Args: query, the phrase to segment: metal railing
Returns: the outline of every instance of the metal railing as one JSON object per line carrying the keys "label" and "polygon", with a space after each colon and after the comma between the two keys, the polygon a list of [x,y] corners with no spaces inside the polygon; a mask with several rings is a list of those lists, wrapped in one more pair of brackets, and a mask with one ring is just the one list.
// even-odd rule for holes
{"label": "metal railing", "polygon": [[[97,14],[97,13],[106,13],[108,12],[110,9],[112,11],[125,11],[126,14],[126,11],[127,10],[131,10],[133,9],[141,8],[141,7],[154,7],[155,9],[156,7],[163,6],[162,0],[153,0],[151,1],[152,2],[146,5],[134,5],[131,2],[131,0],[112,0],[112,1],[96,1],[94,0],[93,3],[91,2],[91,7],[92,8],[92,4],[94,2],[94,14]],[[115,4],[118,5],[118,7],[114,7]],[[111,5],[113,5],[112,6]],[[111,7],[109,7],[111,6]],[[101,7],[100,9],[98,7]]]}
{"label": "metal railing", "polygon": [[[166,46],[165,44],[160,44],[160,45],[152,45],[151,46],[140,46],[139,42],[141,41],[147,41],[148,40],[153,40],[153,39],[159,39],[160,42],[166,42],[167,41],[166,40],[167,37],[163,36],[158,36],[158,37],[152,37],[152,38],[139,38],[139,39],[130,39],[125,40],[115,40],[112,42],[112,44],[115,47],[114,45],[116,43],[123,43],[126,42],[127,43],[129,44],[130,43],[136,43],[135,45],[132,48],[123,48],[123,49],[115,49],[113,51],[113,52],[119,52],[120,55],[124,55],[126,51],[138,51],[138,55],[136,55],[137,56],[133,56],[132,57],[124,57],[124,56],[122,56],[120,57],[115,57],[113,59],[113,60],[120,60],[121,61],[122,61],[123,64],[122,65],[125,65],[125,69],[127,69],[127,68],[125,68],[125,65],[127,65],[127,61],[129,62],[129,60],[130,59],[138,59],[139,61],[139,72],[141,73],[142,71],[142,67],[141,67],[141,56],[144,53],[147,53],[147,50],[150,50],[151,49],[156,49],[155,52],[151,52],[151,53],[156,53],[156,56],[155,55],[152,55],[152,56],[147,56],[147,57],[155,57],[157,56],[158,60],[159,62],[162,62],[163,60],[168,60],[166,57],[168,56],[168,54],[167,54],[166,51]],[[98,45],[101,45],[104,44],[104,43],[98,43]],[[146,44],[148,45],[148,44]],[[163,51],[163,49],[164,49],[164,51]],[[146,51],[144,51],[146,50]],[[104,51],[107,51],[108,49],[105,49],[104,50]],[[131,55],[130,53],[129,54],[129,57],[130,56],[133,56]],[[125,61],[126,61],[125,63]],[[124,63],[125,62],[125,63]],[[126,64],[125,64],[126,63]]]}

Exercise
Render each line of the data above as a Markdown table with the columns "Row" and "Data line". Number the rows and omit any blank lines.

Expected answer
| Row | Data line |
|---|---|
| 1 | Args: query, the phrase to segment: metal railing |
| 2 | Returns: the outline of every instance of the metal railing as one JSON object per line carrying the keys "label" and "polygon", with a space after each colon and after the comma between the two keys, the polygon a list of [x,y] corners with no spaces inside the polygon; a mask with several rings is a list of those lists, wrapped in one more pair of brackets, and a mask with one ring is just the one list. |
| 3 | // even-odd rule for holes |
| 4 | {"label": "metal railing", "polygon": [[[97,14],[97,13],[106,13],[108,12],[110,9],[112,11],[125,11],[126,14],[126,11],[127,10],[131,10],[133,9],[141,8],[141,7],[154,7],[155,9],[156,7],[163,6],[162,0],[153,0],[151,1],[152,2],[146,5],[134,5],[131,2],[131,0],[112,0],[112,1],[96,1],[94,0],[93,3],[91,2],[91,7],[92,8],[92,4],[94,2],[94,14]],[[115,4],[118,5],[118,7],[114,7]],[[111,5],[113,5],[112,6]],[[111,7],[109,7],[111,6]],[[101,7],[100,9],[98,7]]]} |
| 5 | {"label": "metal railing", "polygon": [[[166,46],[165,44],[160,44],[160,45],[152,45],[151,46],[140,46],[139,42],[141,41],[147,41],[148,40],[153,40],[153,39],[159,39],[160,42],[166,42],[167,41],[166,40],[167,37],[163,36],[158,36],[158,37],[152,37],[152,38],[139,38],[139,39],[130,39],[125,40],[115,40],[112,42],[112,44],[115,47],[114,45],[116,43],[123,43],[126,42],[127,43],[129,44],[130,43],[136,43],[135,45],[132,48],[123,48],[123,49],[115,49],[113,51],[113,52],[119,52],[120,55],[124,55],[126,51],[138,51],[138,55],[136,55],[137,56],[133,56],[132,57],[124,57],[124,56],[122,56],[120,57],[115,57],[113,59],[113,60],[120,60],[121,61],[122,61],[123,64],[122,65],[125,65],[125,69],[127,69],[127,68],[125,68],[125,65],[127,65],[127,61],[129,62],[129,60],[130,59],[138,59],[139,61],[139,72],[141,73],[142,71],[142,67],[141,67],[141,56],[144,53],[147,53],[147,50],[150,50],[151,49],[156,49],[155,52],[151,52],[151,53],[156,53],[156,56],[155,55],[152,55],[152,56],[147,56],[147,57],[155,57],[157,56],[158,60],[159,62],[162,62],[163,60],[168,60],[166,57],[168,56],[168,54],[167,54],[166,51]],[[98,45],[101,45],[104,44],[104,43],[98,43]],[[146,44],[148,45],[148,44]],[[163,51],[163,49],[164,49],[164,51]],[[146,51],[144,51],[146,50]],[[104,51],[107,51],[108,49],[105,49],[104,50]],[[131,55],[130,53],[129,54],[129,57],[130,56],[133,56]],[[125,61],[126,61],[125,63]],[[124,63],[125,62],[125,63]],[[126,64],[125,64],[126,63]]]} |